## BEGIN

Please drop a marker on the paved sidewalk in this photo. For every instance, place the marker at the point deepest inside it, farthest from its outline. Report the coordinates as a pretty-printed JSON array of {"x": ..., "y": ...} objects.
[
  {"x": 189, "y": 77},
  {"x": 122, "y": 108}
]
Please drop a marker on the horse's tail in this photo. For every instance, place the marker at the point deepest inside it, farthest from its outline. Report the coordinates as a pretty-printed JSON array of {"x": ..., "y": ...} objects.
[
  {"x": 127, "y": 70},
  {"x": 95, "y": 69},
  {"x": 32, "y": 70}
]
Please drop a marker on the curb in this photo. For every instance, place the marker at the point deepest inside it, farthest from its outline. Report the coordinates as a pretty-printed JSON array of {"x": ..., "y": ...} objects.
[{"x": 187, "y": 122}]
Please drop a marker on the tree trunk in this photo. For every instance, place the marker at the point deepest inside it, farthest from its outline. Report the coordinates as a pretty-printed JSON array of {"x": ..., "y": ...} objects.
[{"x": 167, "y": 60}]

## END

Reproduce the listing above verbatim, from first line to last.

• FINAL ANSWER
Please drop a marker on the paved sidewalk in this photo. For every instance, place the marker at the point deepest inside it, farthest from its outline. Report the coordinates as a pretty-printed JSON array of {"x": ..., "y": ...} objects.
[
  {"x": 189, "y": 77},
  {"x": 122, "y": 108}
]
Please drop a marker on the horse's tail in this photo. For every instance, place the marker at the point deepest inside it, farthest from its outline. Report the coordinates as a pretty-printed JSON array of {"x": ..., "y": ...} objects.
[
  {"x": 127, "y": 70},
  {"x": 95, "y": 69},
  {"x": 32, "y": 70}
]
Please drop a marker on the curb in this photo. For every instance, place the marker at the point deepest inside it, farthest from its outline. Report the coordinates as a pretty-printed JSON array of {"x": ..., "y": ...} objects.
[{"x": 187, "y": 122}]
Please drop a marker on the tree trunk in this photo. For every instance, place the marker at the point deepest inside it, farthest from its outline. Report the coordinates as a pretty-printed JSON array of {"x": ..., "y": ...} objects.
[{"x": 167, "y": 60}]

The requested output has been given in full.